---------- Recorded information ----------

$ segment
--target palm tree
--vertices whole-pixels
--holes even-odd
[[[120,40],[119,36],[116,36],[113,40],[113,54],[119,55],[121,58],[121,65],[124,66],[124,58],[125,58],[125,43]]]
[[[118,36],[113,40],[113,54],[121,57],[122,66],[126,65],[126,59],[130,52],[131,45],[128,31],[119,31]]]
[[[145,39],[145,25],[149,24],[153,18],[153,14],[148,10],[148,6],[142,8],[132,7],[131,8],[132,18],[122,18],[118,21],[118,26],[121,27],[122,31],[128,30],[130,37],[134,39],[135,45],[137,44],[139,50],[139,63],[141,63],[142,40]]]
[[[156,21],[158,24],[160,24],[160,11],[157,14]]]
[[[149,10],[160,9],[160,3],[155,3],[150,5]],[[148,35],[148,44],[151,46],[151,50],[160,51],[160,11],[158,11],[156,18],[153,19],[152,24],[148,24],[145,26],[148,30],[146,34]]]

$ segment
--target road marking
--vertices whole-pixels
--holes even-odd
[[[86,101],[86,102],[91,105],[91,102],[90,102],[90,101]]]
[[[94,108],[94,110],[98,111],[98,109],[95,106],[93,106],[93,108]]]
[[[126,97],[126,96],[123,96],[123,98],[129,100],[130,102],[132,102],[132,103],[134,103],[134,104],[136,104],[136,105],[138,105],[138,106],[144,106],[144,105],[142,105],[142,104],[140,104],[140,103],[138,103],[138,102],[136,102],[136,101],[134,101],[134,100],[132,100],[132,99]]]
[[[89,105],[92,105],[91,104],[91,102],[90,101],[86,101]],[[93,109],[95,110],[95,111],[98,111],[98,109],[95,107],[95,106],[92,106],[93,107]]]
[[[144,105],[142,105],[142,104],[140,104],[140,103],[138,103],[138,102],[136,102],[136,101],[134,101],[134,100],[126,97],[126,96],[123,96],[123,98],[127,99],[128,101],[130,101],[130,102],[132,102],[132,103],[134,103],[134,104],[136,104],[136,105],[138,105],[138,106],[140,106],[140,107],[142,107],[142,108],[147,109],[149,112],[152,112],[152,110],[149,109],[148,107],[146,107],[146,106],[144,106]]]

----------

Task item |
Show each line from the listing above that includes the word "target".

Reply to the task |
--target palm tree
--target road marking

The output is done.